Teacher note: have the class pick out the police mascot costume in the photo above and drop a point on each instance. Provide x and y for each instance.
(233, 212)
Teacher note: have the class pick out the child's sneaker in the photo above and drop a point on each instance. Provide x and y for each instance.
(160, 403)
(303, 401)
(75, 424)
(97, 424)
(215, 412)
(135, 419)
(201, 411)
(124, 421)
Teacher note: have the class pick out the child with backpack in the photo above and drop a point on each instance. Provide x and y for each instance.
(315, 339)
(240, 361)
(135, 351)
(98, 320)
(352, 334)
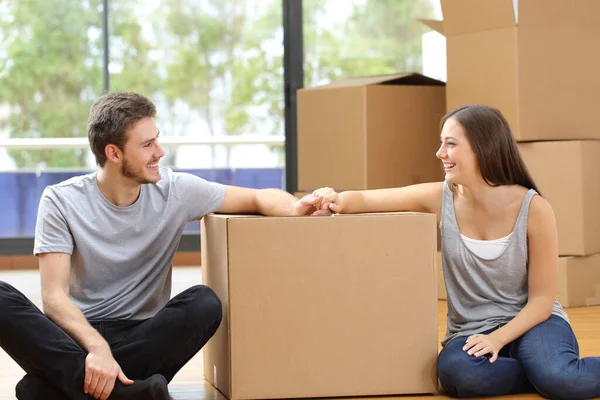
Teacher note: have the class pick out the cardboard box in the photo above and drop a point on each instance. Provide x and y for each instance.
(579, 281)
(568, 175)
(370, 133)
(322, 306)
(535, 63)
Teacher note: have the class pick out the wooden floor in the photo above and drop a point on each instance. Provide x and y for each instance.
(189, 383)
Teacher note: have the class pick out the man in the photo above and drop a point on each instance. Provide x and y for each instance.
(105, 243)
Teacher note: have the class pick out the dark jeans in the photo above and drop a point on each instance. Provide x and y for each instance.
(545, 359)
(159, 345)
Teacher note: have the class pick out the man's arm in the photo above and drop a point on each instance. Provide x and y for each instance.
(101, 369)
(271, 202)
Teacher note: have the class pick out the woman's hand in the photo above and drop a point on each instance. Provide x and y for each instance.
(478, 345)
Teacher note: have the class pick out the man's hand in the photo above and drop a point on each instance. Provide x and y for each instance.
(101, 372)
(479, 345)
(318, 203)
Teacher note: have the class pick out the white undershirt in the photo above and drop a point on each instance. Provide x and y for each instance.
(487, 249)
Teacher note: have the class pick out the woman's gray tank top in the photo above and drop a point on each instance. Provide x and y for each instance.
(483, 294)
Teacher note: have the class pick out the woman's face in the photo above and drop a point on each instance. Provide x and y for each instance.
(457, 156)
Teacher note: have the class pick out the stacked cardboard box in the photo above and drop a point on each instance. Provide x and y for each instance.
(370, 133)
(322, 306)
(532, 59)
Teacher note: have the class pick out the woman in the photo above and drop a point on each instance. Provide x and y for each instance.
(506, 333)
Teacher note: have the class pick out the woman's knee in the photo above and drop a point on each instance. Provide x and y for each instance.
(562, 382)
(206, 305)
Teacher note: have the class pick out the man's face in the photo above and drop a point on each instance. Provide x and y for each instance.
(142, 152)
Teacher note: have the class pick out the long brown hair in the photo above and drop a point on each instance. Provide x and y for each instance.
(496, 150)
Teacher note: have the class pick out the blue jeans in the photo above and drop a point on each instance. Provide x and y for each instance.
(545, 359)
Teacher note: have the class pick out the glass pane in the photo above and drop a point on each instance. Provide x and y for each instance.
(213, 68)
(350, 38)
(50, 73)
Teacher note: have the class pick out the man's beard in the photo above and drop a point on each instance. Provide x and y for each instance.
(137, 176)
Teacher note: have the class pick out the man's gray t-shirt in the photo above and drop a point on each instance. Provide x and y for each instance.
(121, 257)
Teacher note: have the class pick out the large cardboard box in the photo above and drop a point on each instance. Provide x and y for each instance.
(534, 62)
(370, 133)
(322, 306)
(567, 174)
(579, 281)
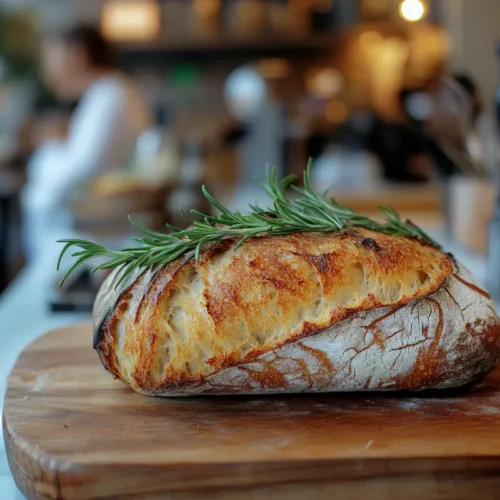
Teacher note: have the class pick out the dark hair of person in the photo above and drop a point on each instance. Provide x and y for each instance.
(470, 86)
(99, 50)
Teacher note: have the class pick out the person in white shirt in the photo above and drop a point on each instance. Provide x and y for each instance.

+ + + + +

### Your instructions
Carry over the records, notes included, starting at the line that contains "Teacher note: have the class pick out the man's gray" and ending with the last line of the records, and add 77 to each x and y coordinate in the answers. Leave the pictures out.

### Final result
Teacher note: have the class pick out the man's gray t-shirt in the photo above and drop a point on each instance. Provide x and y for each instance.
(198, 334)
Teacher note: have the class pick out the large cardboard box in the photo above and drop a point on each instance. Provide x and y for each instance.
(611, 139)
(447, 210)
(399, 383)
(644, 251)
(656, 358)
Teacher note: have the class pick out the dark hair of person in the photo above and drop a point on each instance. Provide x and y for each instance.
(547, 163)
(176, 127)
Teacher note: have the class pick out the person in white shirt in the photo above and drop a point on each instance. Provide x and y for each instance.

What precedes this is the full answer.